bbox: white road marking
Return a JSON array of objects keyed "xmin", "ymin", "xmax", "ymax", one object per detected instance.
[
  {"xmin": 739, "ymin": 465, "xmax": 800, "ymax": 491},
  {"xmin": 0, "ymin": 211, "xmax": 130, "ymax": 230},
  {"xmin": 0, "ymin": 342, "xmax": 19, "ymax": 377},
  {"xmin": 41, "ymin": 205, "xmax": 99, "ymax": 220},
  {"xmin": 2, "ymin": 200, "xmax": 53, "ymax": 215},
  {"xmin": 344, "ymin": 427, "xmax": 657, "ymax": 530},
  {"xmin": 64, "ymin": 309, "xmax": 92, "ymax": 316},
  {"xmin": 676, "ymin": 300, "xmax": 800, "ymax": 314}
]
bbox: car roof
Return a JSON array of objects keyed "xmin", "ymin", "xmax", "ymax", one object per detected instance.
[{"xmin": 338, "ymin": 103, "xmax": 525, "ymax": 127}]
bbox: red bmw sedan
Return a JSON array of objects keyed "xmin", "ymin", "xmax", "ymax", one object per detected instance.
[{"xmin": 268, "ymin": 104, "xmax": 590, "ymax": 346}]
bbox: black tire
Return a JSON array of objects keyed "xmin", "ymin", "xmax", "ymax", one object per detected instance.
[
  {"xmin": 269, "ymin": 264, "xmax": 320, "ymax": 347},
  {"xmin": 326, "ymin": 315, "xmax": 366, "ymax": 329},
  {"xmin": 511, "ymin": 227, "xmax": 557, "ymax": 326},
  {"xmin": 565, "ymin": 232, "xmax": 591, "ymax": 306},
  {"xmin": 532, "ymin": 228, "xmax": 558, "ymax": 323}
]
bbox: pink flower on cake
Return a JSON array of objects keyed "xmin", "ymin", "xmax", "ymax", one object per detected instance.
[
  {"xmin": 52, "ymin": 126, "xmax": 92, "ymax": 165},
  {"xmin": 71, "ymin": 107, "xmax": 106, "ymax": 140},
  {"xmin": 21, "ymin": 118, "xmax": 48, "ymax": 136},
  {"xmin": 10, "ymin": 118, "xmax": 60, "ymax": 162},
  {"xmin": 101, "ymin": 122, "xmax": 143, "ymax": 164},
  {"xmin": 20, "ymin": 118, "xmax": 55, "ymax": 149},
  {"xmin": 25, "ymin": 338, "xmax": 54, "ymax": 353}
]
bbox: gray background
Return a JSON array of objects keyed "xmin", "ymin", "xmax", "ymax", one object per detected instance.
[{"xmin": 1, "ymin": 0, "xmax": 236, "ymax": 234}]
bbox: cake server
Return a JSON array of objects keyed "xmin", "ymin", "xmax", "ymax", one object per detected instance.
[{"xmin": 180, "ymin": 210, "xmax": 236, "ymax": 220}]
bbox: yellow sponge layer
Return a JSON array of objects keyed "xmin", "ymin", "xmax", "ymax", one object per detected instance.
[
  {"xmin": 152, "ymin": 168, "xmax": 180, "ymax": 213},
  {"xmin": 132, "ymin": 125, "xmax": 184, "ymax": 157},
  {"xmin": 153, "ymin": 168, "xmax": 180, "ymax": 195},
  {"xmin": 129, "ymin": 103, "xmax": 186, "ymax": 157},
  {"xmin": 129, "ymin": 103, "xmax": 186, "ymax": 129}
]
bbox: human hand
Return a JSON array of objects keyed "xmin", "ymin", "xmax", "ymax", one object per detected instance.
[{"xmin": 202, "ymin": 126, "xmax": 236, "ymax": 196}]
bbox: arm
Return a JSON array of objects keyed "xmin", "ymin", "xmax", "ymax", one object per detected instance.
^^^^
Reproduce the records above exactly.

§ **Expected answer**:
bbox: white road marking
Return a JSON array of objects keyed "xmin", "ymin", "xmax", "ymax", one object per detected instance.
[
  {"xmin": 739, "ymin": 465, "xmax": 800, "ymax": 491},
  {"xmin": 0, "ymin": 211, "xmax": 130, "ymax": 230},
  {"xmin": 0, "ymin": 342, "xmax": 19, "ymax": 377},
  {"xmin": 41, "ymin": 205, "xmax": 99, "ymax": 220},
  {"xmin": 2, "ymin": 200, "xmax": 53, "ymax": 215},
  {"xmin": 344, "ymin": 427, "xmax": 657, "ymax": 530},
  {"xmin": 64, "ymin": 309, "xmax": 92, "ymax": 316},
  {"xmin": 676, "ymin": 300, "xmax": 800, "ymax": 314}
]
bbox: car roof
Return a JSON array of objects keyed "xmin", "ymin", "xmax", "ymax", one object per detected instance.
[{"xmin": 338, "ymin": 103, "xmax": 525, "ymax": 127}]
bbox: red bmw sedan
Return a JSON array of objects keyed "xmin", "ymin", "xmax", "ymax", one object per detected instance.
[{"xmin": 268, "ymin": 104, "xmax": 590, "ymax": 346}]
bbox: black tire
Return a JSON array of objects keyed "xmin", "ymin", "xmax", "ymax", one object per detected instance.
[
  {"xmin": 269, "ymin": 264, "xmax": 320, "ymax": 347},
  {"xmin": 326, "ymin": 315, "xmax": 366, "ymax": 329},
  {"xmin": 511, "ymin": 227, "xmax": 557, "ymax": 326},
  {"xmin": 565, "ymin": 232, "xmax": 591, "ymax": 306},
  {"xmin": 532, "ymin": 228, "xmax": 558, "ymax": 323}
]
bbox: pink flower on cake
Return a JSON array of objects keyed "xmin", "ymin", "xmax", "ymax", one object per detected instance.
[
  {"xmin": 52, "ymin": 126, "xmax": 92, "ymax": 165},
  {"xmin": 71, "ymin": 107, "xmax": 106, "ymax": 140},
  {"xmin": 21, "ymin": 118, "xmax": 48, "ymax": 136},
  {"xmin": 10, "ymin": 118, "xmax": 60, "ymax": 162},
  {"xmin": 101, "ymin": 122, "xmax": 143, "ymax": 164},
  {"xmin": 20, "ymin": 118, "xmax": 55, "ymax": 149},
  {"xmin": 25, "ymin": 338, "xmax": 54, "ymax": 353}
]
bbox: gray background
Return a JSON array of objects keyed "xmin", "ymin", "xmax", "ymax", one object per detected instance.
[{"xmin": 1, "ymin": 0, "xmax": 236, "ymax": 234}]
bbox: cake server
Return a JSON array of objects keyed "xmin", "ymin", "xmax", "ymax", one object per detected instance.
[{"xmin": 180, "ymin": 210, "xmax": 236, "ymax": 220}]
bbox: yellow sponge layer
Return a JSON array of objects keyed "xmin", "ymin", "xmax", "ymax", one object per detected instance.
[
  {"xmin": 152, "ymin": 168, "xmax": 180, "ymax": 213},
  {"xmin": 132, "ymin": 125, "xmax": 184, "ymax": 157},
  {"xmin": 153, "ymin": 168, "xmax": 180, "ymax": 195},
  {"xmin": 129, "ymin": 103, "xmax": 186, "ymax": 157},
  {"xmin": 129, "ymin": 103, "xmax": 186, "ymax": 129}
]
bbox: human hand
Return a JSON array of objects keyed "xmin", "ymin", "xmax", "ymax", one object per detected instance.
[{"xmin": 202, "ymin": 126, "xmax": 236, "ymax": 196}]
bbox: arm
Return a JSON array of objects keyed "xmin", "ymin", "xmax", "ymax", one object per detected instance.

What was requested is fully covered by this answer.